Set problem: Copy the items below word for word, from the line containing "For every instance of the shadow" through the final line of the items, including both of those lines.

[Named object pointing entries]
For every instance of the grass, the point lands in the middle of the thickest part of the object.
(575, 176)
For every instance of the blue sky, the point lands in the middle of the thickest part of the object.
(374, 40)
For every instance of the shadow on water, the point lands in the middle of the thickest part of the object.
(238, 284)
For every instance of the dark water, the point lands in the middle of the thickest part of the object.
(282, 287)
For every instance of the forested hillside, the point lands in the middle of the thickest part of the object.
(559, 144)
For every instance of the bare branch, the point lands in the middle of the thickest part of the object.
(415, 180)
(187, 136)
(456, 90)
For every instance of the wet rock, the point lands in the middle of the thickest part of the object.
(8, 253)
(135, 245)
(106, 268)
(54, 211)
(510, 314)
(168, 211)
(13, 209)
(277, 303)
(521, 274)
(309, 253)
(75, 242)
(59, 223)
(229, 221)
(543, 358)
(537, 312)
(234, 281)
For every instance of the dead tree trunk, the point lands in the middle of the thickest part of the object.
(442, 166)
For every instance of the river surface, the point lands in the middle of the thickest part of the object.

Finished exercise:
For every instance of the shadow on water, the point lands in the middle of the thickest part of the object.
(238, 284)
For every instance of the dark water, the point lands in the middle of the thickest part of the object.
(282, 287)
For every instance of the forested hillside, the point lands in the middle of the thickest part of the object.
(559, 144)
For every instance of the bare branch, the point lands in the middle of the thickest part of the object.
(415, 180)
(187, 136)
(456, 90)
For every instance of the wet rock, the point lands in the middle of the thickest part of the object.
(8, 253)
(135, 245)
(106, 268)
(54, 211)
(510, 314)
(168, 211)
(13, 209)
(277, 303)
(521, 274)
(309, 253)
(75, 242)
(59, 223)
(229, 221)
(543, 358)
(537, 312)
(234, 281)
For every instance of the dead tree trunk, the point lands in the middle of the thickest part of the object.
(442, 166)
For every instance of the river surface, the point lands in the middle of the thickest part of the object.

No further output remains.